** Begin **

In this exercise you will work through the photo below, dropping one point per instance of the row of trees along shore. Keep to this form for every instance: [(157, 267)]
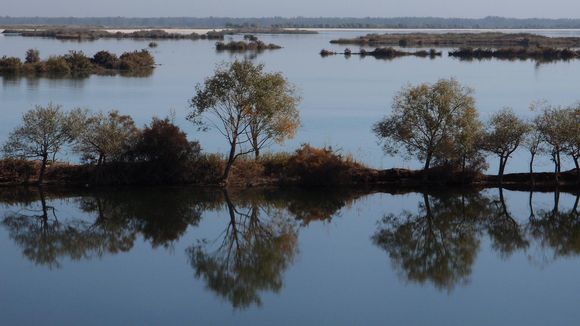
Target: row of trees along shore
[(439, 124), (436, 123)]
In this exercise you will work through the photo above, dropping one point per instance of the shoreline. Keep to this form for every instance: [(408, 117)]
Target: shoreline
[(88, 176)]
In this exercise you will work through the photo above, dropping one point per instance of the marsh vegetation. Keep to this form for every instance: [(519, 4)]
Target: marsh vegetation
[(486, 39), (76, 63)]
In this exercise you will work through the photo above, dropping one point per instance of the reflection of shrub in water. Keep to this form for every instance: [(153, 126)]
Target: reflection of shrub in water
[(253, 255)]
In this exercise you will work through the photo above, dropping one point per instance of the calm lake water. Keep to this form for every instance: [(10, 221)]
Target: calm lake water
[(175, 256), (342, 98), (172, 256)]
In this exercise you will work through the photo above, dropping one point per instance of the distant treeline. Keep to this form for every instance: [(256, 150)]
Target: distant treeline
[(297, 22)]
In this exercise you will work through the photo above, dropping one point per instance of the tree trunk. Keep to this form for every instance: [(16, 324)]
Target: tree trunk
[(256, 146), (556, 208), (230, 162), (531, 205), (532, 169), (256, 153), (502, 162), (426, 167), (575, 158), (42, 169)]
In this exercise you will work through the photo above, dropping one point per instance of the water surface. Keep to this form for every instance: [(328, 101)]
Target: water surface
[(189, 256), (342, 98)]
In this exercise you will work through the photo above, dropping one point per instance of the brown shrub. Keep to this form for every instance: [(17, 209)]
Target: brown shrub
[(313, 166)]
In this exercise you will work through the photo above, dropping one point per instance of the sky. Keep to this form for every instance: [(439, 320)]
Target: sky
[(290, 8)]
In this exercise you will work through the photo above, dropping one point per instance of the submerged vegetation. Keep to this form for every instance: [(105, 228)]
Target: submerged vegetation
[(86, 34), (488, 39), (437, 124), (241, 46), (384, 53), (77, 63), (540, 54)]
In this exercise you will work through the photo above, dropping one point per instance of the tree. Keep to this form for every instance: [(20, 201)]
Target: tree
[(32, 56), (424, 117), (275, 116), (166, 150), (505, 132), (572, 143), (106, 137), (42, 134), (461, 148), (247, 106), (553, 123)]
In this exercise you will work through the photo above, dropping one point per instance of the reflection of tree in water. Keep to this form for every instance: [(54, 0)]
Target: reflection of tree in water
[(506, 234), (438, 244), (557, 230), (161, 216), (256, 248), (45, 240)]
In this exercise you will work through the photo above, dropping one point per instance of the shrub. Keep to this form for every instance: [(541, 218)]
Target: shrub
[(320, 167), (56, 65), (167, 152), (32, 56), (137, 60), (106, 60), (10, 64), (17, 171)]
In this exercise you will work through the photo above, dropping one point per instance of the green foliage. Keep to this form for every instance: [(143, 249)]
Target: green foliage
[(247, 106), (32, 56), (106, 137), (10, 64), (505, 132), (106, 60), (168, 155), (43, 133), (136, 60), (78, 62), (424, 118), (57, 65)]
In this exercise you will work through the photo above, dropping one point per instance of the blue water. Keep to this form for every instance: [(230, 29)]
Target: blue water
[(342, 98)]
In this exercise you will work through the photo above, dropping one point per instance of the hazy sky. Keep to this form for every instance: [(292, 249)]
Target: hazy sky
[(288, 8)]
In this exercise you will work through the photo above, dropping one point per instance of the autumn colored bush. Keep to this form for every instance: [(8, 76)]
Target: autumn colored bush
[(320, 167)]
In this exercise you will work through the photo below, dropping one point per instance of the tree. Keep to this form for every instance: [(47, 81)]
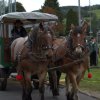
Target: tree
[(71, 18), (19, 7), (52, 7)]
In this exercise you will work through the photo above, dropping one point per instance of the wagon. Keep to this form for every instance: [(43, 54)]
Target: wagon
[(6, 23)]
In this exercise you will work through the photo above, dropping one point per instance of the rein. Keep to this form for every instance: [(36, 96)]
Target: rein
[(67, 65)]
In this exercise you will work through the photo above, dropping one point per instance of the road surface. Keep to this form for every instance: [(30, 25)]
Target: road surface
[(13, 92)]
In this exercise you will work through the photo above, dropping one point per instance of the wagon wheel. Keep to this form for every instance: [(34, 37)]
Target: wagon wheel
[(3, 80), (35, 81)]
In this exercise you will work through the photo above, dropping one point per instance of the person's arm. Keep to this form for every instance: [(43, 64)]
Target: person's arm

** End **

The exercise: Rewrite the whole listing above with every "dropping" changed to "placing" and all other wording left intact. Leave the pictures out.

Complete answer:
In this exercise you will work through the photo below, placing one point per instance of the row of trees along shore. Keep to this form for every instance: [(157, 267)]
Target: row of trees along shore
[(439, 124), (436, 123)]
In this exercise you will work through the photo above, placing one point per instance of the shoreline. Keep to this form for every instance: [(408, 117)]
Target: shoreline
[(88, 176)]
In this exercise you will work through the photo above, placing one point per instance of the marsh vegetation. Keep to this form for every instance: [(519, 4)]
Target: marsh vegetation
[(486, 39), (76, 63)]
In this exercise you will work through the photo above, placing one point per instance of the reflection of shrub in water. Keep to this form for every instance: [(153, 126)]
Target: reflection of shrub in water
[(253, 255)]
In this exercise you will work through the photo above, placing one point per instance of the calm lake water. Keep to this form for every instance: [(10, 221)]
Target: calm lake water
[(175, 256), (342, 98), (172, 256)]
In this exercise you will work through the photo above, placing one point per instance of the distant treeline. Keep to this form for every instance: [(256, 150)]
Target: distant treeline
[(297, 22)]
In this exercise you will work through the photo above, placing one point per instance of the tree trunk. Keep to this form for every instance: [(16, 324)]
Target: tree trunk
[(256, 146), (556, 208), (230, 162), (531, 205), (532, 169), (256, 153), (502, 162), (426, 167), (575, 158), (42, 169)]
In this exercise you will work through the photo above, placing one point per instance of the water surface. Keep to this form for every instance: [(328, 101)]
Target: water surface
[(189, 256), (342, 98)]
In this exercise you will work through the photo above, placing one point per instance of the brown shrub. Keep to this form for every instance: [(17, 209)]
Target: brown shrub
[(313, 166)]
In this exercise you will work through the photo above, placing one point per instance of the sky. Keep to this form for every instance: [(439, 320)]
Target: sky
[(290, 8)]
In this exercise you will work through the photo above, placing one point per instance of the submerged vegetation. Keep to this form for every instance: [(105, 228)]
Target: submerged vegetation
[(86, 34), (488, 39), (437, 124), (241, 46), (384, 53), (77, 63), (540, 54)]
In this exercise you will work through the photo above, placing one point per instance of the tree. Keep to this form for every instance: [(20, 201)]
Target: tree
[(32, 56), (424, 117), (275, 116), (166, 150), (505, 132), (572, 143), (106, 137), (42, 134), (461, 148), (247, 106), (553, 123)]
In this exercise you will work through the photo above, placing one point per instance of the reflection of tree in water. Keep to this form for every instance: [(54, 0)]
Target: reflection of tree in water
[(506, 234), (438, 244), (557, 230), (161, 216), (256, 248), (45, 240)]
In this exercise you will work through the photo above, placing one point per instance of the shrub. Keep to this form for every instance: [(541, 218)]
Target: shrub
[(320, 167), (56, 65), (167, 152), (32, 56), (137, 60), (106, 60), (10, 64), (17, 171)]
In this exercise you will work through the photo above, placing one point per instance of the green foliage. Keep to this form for every instance: [(143, 249)]
Target: green foliage
[(247, 106), (32, 56), (106, 137), (10, 64), (505, 132), (106, 60), (168, 155), (43, 133), (136, 60), (78, 62), (424, 118), (57, 65)]
In this exercise you will work through the photo above, placing one point per instance of the blue water. Keep to this form for every instance: [(230, 29)]
Target: blue water
[(342, 98)]
In this exercise you will work through the photo above, placing one point per instance of the hazy sky. Keep to this form for every instance: [(292, 249)]
Target: hazy sky
[(288, 8)]
In this exercise you will work through the photo above, placing one point per instance of the autumn colored bush. Keep to this form for every instance: [(8, 76)]
Target: autumn colored bush
[(320, 167)]
In this exercise you will work through the photo below, placing one point per instance of the tree. Keep to this form for every instance: [(47, 81)]
Target: tree
[(71, 18), (19, 7), (52, 7)]
In this exercise you will work through the photo above, placing one point per instance of the wagon. Keep to this form for every instance: [(43, 54)]
Target: wagon
[(6, 23)]
In this exercise you will work through the photo above, placing one point per instance of the rein. Keep to this form for every instance: [(36, 96)]
Target: rein
[(67, 65)]
In this exercise you will work through the photo above, placing one point per instance of the road surface. Keep to this form for every instance: [(30, 25)]
Target: road surface
[(13, 92)]
In this exercise you will work through the photo above, placing one point per instance of the wagon wheel. Keep to this form for every instance: [(34, 37)]
Target: wagon wheel
[(3, 80), (35, 81)]
In this exercise you will work through the photo above, placing one point per instance of the person's arm. Keep to this form for every instance: [(43, 64)]
Target: person's arm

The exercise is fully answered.